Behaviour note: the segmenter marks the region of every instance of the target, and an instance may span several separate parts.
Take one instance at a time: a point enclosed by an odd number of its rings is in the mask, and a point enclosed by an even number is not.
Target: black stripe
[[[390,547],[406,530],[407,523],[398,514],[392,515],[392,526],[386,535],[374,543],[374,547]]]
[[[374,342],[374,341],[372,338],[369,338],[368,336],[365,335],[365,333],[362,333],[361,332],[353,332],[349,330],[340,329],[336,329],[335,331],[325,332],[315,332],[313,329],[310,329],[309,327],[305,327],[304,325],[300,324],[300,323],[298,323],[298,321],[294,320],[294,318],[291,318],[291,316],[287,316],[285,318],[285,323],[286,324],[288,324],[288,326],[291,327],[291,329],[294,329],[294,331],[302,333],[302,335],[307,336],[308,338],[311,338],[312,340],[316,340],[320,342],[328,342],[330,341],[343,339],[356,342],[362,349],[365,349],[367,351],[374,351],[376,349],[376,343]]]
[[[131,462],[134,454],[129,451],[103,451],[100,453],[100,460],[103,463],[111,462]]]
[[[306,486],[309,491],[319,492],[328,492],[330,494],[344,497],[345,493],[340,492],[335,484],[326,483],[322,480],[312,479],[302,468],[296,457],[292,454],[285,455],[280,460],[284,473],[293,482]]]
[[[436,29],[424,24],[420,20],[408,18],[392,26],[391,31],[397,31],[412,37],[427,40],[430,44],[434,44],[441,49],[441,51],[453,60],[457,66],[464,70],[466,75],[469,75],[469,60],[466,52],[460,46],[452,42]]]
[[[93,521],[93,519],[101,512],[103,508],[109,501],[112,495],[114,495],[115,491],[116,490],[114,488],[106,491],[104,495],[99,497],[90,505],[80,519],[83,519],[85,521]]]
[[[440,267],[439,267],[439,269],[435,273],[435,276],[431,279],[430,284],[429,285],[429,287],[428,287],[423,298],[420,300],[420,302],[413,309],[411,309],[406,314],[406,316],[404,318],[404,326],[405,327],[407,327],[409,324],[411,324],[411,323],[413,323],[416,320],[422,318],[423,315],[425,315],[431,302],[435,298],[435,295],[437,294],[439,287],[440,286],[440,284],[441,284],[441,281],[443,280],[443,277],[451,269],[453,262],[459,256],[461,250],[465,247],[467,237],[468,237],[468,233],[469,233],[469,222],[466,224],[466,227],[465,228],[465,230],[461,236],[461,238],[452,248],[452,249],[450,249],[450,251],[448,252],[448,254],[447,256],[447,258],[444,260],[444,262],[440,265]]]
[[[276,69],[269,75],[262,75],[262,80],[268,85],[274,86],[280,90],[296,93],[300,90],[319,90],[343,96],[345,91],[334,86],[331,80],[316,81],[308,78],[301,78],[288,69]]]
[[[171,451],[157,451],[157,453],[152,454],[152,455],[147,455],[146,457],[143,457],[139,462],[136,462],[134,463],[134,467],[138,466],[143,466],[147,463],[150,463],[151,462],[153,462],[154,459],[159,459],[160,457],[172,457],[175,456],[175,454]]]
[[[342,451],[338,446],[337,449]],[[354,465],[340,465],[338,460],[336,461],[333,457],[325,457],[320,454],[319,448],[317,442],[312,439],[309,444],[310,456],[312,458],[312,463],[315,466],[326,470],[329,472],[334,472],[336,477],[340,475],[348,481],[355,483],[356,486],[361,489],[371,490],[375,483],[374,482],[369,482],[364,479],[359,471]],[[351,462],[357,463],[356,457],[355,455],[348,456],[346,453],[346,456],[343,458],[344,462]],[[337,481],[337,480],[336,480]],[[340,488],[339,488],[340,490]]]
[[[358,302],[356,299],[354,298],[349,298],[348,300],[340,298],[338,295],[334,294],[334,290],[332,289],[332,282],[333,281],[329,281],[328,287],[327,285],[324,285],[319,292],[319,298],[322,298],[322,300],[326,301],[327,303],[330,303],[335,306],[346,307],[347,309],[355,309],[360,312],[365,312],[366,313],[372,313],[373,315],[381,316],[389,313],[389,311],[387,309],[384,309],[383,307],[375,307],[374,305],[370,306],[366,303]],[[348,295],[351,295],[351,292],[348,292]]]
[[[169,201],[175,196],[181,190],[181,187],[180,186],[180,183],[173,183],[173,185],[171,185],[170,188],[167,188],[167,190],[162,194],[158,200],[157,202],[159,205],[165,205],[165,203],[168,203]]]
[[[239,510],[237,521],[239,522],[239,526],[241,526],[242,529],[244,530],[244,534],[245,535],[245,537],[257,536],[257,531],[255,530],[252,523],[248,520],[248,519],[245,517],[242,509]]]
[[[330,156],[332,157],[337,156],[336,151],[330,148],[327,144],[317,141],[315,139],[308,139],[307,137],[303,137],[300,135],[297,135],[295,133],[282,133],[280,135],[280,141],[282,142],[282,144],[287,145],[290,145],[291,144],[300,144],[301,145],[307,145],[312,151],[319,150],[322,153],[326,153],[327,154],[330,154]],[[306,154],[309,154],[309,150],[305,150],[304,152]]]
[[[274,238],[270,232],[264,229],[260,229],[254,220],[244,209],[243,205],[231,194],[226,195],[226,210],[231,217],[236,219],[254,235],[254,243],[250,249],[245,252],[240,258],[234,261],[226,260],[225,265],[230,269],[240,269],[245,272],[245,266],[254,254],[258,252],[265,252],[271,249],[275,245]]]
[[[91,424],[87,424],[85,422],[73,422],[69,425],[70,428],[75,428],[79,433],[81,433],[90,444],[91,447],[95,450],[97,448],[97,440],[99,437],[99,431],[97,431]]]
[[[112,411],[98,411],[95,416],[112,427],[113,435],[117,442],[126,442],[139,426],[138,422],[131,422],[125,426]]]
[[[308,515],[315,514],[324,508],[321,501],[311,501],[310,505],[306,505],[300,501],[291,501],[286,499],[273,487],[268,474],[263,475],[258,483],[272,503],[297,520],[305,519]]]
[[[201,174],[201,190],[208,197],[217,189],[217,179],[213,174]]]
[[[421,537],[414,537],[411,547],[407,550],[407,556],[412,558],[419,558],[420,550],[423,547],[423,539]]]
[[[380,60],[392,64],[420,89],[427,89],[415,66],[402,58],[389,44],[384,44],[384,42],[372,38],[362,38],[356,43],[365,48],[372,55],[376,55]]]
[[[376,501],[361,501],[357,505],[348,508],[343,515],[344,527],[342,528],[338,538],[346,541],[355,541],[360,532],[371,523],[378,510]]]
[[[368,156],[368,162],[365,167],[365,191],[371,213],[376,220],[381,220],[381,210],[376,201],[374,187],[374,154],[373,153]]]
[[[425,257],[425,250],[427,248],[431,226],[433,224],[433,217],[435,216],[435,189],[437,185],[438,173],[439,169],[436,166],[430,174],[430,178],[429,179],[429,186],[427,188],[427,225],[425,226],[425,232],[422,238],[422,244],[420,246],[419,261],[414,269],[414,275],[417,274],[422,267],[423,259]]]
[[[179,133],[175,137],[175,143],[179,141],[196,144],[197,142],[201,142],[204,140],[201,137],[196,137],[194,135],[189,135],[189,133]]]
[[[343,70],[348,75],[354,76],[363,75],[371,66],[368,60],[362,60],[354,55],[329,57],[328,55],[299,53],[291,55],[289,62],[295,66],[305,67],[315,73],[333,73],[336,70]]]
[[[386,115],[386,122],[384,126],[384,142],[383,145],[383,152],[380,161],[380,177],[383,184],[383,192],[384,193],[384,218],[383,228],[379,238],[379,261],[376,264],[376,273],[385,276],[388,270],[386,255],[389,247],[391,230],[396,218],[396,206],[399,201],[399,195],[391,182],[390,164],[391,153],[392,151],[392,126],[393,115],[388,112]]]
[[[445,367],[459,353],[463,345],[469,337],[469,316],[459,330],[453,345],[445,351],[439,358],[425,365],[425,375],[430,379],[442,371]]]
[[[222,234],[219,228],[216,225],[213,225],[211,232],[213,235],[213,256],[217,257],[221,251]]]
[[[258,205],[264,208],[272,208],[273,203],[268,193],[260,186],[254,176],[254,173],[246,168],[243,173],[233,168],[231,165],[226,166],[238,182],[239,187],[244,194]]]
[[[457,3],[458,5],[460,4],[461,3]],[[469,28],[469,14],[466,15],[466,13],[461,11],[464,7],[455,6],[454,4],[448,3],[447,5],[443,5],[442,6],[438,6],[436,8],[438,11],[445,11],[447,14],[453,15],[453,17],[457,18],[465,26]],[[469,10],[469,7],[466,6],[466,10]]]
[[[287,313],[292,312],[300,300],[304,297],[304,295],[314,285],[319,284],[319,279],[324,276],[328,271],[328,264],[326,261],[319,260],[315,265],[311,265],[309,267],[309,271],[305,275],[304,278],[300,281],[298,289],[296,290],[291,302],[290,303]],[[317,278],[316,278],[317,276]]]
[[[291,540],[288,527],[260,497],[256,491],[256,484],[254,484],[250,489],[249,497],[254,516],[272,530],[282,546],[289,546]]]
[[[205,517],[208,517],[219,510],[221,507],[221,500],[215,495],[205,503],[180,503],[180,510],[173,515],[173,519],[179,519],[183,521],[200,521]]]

*Task*:
Return, word for word, the lines of the listing above from its first line up to and including the line with "Target: black stripe".

*Answer to this problem*:
Behaviour note: the segmenter marks the region of every instance of the target, and an instance may span several separate parts.
Take one instance at a time: a point enclosed by an odd number of its rings is in the mask, and a point enclosed by an even number is not.
Target: black stripe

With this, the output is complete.